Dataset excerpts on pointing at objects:
☆ ☆ ☆
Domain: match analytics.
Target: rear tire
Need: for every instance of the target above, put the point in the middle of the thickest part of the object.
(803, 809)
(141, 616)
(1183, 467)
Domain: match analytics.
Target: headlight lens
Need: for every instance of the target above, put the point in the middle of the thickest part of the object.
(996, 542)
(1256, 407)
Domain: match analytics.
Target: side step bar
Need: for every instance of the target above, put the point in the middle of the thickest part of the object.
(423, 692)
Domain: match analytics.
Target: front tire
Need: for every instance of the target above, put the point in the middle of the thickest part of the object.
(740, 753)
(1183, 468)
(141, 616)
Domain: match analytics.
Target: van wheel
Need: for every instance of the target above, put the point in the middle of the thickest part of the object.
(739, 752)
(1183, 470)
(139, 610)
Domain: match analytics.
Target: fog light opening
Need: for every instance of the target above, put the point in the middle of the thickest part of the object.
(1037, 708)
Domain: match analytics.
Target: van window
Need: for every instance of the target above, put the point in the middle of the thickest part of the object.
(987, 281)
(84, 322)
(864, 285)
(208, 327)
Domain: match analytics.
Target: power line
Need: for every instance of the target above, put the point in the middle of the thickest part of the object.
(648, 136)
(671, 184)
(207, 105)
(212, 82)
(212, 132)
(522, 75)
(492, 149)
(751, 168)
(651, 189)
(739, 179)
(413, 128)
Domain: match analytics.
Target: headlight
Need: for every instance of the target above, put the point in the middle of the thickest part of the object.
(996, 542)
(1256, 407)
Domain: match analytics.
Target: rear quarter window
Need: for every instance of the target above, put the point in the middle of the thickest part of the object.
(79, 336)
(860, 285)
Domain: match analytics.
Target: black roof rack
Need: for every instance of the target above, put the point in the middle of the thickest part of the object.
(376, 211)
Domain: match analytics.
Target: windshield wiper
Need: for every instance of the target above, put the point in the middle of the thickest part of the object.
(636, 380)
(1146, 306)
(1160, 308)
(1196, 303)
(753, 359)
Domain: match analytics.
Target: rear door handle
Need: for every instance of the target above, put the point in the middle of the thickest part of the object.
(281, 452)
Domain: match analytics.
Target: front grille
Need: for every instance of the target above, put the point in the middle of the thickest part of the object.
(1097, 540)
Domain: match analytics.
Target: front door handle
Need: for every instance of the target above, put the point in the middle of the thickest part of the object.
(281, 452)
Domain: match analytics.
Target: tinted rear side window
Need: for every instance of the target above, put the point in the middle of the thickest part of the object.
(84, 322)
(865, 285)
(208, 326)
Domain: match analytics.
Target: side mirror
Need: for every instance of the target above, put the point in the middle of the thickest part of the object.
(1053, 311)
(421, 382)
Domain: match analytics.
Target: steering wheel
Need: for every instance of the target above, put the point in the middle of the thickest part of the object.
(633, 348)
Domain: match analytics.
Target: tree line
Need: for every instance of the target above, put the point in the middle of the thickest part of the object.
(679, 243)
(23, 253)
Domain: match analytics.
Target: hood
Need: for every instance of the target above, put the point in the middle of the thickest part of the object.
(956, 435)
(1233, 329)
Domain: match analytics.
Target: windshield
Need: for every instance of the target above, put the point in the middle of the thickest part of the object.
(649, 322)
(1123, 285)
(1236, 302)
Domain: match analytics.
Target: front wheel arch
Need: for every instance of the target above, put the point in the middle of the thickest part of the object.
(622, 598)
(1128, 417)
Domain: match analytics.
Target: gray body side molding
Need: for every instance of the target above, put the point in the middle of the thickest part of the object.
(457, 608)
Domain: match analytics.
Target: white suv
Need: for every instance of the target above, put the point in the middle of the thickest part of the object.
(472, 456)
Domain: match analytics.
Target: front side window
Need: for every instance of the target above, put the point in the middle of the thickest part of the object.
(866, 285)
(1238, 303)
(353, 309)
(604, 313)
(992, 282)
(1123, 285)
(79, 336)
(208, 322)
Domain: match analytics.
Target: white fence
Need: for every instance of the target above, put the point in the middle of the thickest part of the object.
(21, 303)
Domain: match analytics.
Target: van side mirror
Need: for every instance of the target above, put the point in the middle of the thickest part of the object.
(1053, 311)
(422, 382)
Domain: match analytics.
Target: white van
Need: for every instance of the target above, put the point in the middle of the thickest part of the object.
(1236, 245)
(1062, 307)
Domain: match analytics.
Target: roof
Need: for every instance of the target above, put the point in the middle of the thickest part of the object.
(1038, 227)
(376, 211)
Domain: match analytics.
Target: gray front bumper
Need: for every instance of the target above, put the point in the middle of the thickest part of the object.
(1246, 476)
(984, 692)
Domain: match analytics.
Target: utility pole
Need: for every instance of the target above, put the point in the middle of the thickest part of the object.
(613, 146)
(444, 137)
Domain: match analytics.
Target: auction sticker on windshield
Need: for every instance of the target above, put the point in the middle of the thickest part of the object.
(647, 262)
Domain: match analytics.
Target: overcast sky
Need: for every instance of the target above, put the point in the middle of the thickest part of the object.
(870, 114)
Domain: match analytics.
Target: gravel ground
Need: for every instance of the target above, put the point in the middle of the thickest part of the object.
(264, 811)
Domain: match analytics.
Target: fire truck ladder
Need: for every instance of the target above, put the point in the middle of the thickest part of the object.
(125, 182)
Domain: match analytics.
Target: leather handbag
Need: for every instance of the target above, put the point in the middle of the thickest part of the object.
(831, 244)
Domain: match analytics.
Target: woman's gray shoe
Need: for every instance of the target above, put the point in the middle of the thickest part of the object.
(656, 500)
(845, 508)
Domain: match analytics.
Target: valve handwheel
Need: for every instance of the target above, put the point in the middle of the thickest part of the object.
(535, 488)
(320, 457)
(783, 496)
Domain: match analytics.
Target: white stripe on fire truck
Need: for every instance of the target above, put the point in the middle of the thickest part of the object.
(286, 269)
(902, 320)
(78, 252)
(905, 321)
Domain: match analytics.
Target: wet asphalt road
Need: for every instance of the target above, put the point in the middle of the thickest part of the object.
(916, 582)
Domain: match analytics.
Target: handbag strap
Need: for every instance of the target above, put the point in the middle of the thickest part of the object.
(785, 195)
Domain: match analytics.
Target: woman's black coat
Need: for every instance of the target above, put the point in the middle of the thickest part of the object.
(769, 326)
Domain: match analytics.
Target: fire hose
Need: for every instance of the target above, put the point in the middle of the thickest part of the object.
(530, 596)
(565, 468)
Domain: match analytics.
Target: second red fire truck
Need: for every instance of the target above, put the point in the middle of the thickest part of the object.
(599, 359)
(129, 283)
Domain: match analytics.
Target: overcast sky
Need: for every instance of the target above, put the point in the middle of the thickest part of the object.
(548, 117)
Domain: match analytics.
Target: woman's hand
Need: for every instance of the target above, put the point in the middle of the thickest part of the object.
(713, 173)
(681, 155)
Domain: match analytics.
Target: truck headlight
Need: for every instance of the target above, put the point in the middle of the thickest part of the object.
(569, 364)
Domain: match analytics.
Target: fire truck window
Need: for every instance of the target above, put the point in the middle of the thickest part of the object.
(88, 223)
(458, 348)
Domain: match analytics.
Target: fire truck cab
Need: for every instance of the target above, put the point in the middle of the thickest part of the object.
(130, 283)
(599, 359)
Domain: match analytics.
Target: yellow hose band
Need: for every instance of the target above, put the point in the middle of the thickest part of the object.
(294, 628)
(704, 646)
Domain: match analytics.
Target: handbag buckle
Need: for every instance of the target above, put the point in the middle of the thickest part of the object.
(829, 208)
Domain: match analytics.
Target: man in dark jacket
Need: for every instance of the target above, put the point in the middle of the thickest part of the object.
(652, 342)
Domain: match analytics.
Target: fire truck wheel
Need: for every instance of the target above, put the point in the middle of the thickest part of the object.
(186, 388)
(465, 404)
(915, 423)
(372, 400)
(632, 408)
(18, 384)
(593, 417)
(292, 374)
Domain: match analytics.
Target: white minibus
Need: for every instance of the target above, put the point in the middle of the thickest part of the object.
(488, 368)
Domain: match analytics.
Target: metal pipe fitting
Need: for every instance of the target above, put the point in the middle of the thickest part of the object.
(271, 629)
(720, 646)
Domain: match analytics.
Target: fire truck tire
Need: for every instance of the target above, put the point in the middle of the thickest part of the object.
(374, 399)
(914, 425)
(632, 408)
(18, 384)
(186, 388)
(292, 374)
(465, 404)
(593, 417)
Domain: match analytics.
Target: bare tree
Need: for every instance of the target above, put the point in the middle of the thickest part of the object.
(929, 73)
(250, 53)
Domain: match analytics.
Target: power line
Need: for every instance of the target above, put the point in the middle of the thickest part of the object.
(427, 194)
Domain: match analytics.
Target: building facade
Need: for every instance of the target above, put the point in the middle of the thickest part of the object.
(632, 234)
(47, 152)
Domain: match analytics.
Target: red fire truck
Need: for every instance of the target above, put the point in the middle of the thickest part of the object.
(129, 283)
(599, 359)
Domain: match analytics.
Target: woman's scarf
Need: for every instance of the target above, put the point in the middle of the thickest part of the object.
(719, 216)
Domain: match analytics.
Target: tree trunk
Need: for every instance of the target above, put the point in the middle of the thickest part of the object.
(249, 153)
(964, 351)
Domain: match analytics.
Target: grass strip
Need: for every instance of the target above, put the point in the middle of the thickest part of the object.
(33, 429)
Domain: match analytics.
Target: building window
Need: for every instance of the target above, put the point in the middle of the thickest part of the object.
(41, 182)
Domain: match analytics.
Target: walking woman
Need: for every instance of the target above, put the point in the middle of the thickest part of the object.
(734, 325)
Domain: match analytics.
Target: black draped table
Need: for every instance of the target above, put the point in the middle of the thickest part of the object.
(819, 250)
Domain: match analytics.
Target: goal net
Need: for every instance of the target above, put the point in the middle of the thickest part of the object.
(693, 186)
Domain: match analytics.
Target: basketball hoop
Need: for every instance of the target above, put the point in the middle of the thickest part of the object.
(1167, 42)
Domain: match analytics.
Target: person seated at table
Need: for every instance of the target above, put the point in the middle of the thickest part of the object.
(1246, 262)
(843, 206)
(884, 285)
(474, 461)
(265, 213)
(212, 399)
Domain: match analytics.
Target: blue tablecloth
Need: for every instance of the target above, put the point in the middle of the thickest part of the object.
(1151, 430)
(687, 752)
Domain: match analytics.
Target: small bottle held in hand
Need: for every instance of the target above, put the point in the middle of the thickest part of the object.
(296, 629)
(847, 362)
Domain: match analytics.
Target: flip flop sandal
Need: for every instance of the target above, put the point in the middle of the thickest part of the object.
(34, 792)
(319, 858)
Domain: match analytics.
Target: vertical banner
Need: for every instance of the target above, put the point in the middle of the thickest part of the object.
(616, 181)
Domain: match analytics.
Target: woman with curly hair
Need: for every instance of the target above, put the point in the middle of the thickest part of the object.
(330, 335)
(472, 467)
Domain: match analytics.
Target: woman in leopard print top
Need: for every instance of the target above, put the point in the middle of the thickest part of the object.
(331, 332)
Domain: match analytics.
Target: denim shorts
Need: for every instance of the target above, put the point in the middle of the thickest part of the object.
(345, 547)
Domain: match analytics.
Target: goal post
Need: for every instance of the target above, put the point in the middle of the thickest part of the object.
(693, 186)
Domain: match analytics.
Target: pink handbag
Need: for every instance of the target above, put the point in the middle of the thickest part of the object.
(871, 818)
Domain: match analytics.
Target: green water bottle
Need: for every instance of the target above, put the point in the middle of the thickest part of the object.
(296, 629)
☆ ☆ ☆
- **WHAT THE EXERCISE ASKS**: Show each line of the entries above that contains the string "building", with uppercase and lowercase treated as different.

- **TASK SOLUTION**:
Target: building facade
Target: building window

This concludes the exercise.